OBJECTIVE: Write out only the lines from the one containing "the tree, imagine" through the last line, with every point coordinate in the answers scaled by 0.95 and rounded to a whole number, halves rounded up. Leave all other text and numbers unchanged.

MATERIAL SHOWN:
-=-=-

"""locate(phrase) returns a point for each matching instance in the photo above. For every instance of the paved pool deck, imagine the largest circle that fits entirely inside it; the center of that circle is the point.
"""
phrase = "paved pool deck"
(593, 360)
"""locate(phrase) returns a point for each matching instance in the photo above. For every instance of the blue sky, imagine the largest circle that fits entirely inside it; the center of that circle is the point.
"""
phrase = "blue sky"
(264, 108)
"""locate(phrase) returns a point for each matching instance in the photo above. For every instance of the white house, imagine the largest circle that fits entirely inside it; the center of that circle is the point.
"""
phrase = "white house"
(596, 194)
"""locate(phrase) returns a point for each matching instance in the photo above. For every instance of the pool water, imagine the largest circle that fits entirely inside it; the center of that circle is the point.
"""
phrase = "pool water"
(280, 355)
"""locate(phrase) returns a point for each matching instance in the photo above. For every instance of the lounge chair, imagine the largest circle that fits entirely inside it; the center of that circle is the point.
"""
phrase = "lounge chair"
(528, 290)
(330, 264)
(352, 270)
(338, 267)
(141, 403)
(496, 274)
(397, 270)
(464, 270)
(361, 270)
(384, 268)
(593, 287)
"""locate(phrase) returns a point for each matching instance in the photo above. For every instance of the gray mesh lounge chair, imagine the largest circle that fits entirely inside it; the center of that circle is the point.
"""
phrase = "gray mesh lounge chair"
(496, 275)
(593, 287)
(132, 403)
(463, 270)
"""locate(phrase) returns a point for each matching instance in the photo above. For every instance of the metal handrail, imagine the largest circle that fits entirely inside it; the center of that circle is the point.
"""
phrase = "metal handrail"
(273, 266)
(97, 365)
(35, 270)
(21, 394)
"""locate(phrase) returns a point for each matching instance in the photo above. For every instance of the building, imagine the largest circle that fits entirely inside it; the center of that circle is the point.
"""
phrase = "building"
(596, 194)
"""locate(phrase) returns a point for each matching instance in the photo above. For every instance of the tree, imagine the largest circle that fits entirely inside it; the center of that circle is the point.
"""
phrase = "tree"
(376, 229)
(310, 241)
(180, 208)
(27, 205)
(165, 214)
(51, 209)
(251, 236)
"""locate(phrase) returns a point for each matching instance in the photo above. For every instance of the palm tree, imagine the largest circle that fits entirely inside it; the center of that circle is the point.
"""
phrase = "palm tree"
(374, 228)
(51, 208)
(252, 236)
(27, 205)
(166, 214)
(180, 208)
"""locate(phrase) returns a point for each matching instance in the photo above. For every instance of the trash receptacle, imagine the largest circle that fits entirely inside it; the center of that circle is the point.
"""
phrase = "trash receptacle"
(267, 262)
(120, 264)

-=-=-

RESULT:
"""locate(phrase) returns a point for each matching instance in the photo above. For every instance of the tree, imagine the largest circle that fits entirely inside it; the center of that circle is the point.
"""
phrase = "tree"
(357, 218)
(295, 229)
(171, 198)
(26, 195)
(157, 203)
(48, 199)
(238, 224)
"""locate(phrase) returns a point for each matching instance in the photo above. For every instance of the palm tree, imagine the largest circle that fits entirely inside it; the center of that circle is the point.
"""
phrase = "palm tree"
(355, 217)
(48, 198)
(239, 224)
(26, 195)
(158, 203)
(171, 198)
"""locate(phrase) returns a point for each matching instance in the photo above. For every instance of the trash receptacle, imagine the largest circle that fits entirely inside it; the center of that circle is the point.
"""
phrase = "trash receptacle"
(254, 249)
(114, 251)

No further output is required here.